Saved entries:
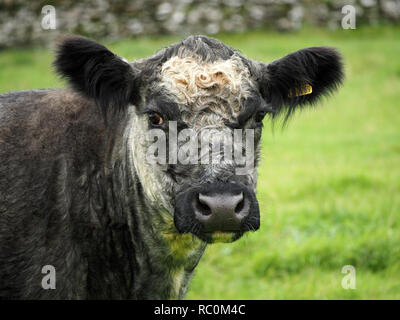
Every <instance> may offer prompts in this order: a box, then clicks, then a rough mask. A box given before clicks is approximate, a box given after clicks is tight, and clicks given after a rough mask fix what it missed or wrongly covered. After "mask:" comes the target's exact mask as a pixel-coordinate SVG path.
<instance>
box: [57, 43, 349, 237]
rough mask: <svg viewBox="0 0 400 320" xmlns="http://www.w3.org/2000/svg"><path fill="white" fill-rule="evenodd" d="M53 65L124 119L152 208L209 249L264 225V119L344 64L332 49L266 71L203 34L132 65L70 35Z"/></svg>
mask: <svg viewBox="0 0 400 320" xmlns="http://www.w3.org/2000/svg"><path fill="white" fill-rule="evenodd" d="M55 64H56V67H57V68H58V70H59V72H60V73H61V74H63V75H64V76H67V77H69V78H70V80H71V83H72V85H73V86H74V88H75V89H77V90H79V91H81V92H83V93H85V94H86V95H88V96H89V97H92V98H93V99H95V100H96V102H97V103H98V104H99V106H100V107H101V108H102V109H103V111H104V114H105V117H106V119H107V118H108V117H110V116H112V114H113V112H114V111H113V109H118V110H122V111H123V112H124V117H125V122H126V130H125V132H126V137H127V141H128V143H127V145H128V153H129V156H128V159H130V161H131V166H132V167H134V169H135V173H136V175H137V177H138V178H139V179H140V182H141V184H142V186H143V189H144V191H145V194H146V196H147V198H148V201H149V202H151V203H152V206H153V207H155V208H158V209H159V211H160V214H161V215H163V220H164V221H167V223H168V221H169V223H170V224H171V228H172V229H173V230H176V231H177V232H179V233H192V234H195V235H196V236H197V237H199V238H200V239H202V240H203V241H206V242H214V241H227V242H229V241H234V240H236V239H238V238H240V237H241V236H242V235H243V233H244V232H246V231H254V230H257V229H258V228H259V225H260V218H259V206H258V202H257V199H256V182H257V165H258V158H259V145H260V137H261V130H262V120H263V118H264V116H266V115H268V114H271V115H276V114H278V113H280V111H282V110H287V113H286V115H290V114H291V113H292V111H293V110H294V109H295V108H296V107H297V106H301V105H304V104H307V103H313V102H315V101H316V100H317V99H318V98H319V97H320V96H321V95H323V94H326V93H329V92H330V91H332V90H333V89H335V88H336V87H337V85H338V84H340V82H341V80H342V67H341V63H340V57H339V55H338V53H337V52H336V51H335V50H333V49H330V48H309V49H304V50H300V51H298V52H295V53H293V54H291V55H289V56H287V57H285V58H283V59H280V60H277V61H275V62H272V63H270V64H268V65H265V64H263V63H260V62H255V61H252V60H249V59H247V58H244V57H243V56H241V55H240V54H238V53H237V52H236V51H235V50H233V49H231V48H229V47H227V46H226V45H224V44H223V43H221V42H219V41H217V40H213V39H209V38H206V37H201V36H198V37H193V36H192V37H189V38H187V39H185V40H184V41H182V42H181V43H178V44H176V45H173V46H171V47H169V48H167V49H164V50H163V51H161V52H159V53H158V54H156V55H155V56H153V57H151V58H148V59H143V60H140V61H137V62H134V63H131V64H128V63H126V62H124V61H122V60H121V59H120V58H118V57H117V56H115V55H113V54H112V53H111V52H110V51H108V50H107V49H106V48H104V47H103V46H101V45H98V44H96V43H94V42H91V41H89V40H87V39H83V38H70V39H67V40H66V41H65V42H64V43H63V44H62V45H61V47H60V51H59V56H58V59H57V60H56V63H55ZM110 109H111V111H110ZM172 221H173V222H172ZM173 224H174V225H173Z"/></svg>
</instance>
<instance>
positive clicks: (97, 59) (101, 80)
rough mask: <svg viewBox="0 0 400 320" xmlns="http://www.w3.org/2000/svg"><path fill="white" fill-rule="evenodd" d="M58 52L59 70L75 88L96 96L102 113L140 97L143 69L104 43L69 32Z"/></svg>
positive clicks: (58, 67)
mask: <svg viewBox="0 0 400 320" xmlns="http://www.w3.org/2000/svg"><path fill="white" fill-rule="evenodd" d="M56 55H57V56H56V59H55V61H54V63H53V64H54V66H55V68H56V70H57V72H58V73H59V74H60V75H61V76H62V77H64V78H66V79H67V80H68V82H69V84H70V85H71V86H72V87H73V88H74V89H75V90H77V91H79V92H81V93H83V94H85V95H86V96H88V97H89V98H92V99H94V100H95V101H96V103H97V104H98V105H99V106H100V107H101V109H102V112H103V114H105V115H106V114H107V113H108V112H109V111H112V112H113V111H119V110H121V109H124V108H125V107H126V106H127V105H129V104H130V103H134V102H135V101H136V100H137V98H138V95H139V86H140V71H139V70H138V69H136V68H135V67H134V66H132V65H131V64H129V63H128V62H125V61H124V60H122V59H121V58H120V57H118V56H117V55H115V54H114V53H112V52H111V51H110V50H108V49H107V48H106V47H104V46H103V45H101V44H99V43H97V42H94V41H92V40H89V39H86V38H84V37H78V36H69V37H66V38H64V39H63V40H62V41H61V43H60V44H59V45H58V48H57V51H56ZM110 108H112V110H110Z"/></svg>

...

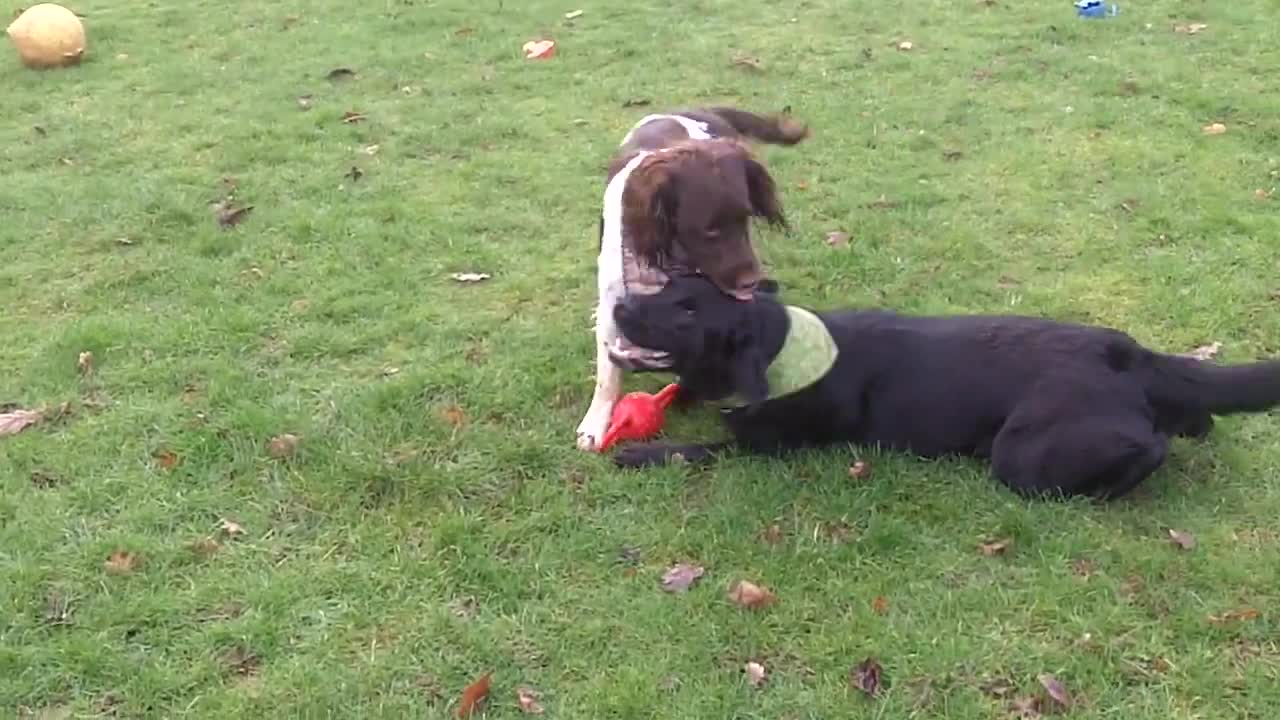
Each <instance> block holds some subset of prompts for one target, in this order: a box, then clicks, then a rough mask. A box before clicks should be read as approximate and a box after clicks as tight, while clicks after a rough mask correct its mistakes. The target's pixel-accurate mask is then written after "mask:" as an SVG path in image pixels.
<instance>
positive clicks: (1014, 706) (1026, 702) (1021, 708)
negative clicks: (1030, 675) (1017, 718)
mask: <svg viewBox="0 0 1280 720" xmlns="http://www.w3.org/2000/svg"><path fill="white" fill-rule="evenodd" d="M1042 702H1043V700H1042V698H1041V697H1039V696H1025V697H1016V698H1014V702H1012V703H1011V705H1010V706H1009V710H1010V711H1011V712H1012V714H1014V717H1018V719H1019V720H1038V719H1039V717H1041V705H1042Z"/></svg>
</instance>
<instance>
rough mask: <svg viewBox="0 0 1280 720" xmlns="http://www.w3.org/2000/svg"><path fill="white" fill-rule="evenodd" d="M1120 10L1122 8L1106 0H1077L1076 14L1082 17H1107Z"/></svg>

---

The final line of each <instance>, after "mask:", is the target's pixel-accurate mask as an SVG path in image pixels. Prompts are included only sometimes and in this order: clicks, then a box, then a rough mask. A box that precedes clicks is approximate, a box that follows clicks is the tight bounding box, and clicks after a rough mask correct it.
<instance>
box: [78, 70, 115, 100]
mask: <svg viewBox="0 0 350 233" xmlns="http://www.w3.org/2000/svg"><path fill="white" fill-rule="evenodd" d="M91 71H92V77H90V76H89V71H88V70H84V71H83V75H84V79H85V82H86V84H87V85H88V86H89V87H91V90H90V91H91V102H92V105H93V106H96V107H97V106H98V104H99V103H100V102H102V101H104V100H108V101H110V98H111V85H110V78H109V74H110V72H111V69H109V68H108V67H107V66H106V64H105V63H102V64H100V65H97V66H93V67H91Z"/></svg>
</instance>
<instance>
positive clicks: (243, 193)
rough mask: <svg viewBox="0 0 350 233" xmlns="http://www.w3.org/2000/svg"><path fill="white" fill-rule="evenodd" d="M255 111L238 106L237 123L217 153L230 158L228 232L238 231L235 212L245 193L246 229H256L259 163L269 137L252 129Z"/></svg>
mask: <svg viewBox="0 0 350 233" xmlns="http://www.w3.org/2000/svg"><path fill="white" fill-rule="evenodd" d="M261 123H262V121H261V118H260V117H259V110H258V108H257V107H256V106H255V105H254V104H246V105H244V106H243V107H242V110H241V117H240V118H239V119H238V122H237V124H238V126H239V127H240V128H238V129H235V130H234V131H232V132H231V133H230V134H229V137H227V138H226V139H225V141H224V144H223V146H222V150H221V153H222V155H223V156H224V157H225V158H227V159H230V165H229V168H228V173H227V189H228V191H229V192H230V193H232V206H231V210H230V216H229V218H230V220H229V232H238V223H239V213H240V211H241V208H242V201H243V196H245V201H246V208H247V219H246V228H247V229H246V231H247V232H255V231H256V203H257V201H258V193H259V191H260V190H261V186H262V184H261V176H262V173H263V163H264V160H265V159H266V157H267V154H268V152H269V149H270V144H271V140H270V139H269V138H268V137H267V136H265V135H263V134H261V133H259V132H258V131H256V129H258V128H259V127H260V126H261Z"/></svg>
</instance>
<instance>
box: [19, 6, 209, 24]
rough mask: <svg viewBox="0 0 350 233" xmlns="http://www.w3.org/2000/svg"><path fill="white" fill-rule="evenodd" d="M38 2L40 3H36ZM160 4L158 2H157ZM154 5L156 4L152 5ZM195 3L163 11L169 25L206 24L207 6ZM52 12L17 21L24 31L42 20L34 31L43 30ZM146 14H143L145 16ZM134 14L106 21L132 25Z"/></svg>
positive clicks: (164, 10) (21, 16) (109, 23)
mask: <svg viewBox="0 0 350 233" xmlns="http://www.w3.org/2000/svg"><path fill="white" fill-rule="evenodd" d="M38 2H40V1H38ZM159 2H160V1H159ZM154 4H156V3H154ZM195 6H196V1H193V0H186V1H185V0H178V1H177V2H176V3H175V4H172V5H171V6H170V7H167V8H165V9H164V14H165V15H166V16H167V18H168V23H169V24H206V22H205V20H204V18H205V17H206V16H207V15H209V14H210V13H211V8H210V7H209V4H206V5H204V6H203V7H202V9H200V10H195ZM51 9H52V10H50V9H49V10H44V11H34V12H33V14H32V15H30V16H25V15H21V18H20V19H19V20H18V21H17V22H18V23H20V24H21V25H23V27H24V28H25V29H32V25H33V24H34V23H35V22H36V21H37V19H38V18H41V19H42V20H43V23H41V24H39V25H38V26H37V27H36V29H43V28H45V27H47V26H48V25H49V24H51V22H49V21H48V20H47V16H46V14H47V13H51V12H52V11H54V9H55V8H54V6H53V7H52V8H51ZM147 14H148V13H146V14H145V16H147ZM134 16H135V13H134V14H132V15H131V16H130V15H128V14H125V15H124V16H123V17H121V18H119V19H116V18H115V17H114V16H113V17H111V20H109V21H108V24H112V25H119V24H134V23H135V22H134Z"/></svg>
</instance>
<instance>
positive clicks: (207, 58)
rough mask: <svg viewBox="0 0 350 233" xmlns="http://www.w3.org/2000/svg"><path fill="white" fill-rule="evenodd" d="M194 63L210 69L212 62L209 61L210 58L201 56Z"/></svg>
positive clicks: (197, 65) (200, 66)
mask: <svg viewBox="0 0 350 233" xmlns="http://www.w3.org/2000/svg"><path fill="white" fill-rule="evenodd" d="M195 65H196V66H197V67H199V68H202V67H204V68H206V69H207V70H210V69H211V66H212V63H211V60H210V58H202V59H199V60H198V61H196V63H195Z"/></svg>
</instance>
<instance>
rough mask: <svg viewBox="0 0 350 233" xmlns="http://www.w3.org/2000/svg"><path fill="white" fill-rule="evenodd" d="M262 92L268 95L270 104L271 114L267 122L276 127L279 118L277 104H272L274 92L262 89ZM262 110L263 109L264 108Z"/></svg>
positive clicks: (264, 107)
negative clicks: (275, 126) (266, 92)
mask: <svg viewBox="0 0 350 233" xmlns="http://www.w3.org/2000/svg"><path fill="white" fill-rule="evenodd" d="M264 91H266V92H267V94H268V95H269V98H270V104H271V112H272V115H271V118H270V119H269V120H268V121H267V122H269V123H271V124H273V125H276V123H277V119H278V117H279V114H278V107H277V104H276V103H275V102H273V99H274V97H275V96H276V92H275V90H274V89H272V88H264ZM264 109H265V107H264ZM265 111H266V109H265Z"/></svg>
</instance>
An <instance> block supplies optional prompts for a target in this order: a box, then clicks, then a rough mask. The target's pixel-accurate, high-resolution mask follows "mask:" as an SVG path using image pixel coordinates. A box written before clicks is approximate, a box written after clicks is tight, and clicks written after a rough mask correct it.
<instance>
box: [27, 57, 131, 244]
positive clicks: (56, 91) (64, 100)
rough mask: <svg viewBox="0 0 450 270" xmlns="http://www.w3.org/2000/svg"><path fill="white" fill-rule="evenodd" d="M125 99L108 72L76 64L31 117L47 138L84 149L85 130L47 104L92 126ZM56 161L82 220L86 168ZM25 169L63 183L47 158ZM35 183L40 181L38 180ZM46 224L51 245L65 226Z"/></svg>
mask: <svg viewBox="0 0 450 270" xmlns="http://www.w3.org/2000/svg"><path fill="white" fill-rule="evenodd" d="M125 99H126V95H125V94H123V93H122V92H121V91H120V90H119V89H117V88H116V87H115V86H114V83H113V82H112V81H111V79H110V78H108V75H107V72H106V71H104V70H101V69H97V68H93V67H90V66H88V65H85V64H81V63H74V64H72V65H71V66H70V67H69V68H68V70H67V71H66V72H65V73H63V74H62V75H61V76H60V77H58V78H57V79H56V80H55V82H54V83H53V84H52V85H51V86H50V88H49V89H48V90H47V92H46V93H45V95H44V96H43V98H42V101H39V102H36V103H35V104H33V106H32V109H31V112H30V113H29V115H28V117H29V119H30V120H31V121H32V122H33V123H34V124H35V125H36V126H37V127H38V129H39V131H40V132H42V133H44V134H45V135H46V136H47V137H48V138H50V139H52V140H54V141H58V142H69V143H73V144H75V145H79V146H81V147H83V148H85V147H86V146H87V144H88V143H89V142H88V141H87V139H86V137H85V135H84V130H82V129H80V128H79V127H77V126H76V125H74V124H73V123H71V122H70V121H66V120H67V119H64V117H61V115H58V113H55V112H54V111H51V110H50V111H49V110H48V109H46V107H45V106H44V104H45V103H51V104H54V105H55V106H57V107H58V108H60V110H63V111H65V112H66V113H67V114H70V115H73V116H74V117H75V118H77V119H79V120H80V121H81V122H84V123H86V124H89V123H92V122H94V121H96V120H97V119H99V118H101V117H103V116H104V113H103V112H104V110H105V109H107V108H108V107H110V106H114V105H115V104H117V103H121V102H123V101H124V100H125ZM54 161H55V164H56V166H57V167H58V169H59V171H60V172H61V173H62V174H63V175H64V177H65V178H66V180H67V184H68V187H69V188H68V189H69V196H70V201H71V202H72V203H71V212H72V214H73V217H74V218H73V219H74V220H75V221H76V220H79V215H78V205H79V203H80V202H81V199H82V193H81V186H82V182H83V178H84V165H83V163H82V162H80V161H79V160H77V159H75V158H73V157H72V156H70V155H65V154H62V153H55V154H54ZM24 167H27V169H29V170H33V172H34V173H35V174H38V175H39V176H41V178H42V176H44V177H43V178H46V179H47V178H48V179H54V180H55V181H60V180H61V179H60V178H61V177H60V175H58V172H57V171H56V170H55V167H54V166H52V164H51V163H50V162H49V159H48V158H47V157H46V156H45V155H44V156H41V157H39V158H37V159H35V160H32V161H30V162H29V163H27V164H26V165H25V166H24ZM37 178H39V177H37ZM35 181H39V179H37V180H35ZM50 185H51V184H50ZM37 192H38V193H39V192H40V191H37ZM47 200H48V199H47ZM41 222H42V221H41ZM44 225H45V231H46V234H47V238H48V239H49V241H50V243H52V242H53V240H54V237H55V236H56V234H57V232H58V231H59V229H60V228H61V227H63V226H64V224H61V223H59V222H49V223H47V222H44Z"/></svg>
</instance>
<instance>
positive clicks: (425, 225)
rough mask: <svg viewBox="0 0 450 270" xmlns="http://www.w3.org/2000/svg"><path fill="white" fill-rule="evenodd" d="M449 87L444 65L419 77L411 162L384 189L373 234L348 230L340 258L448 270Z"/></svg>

◆ **What you need to do**:
Format the lines from the one containing "Every <instance> may" through the one containing "box: [57, 43, 349, 237]" as a Markdown table with the columns Row and Line. Give only those lines, skipping any blank ones.

◆ **Answer to this task**:
| Row | Line |
|---|---|
| 1 | Every <instance> may offer prompts in this order: a box, then clicks, then a rough mask. A box given before clicks is approximate, a box given after clicks is tight, and clicks given after a rough mask fix what it missed or wrongly covered. After "mask:" comes the target's exact mask as a pixel-coordinate SVG path. |
| 2 | <instance> |
| 3 | box: [57, 43, 349, 237] |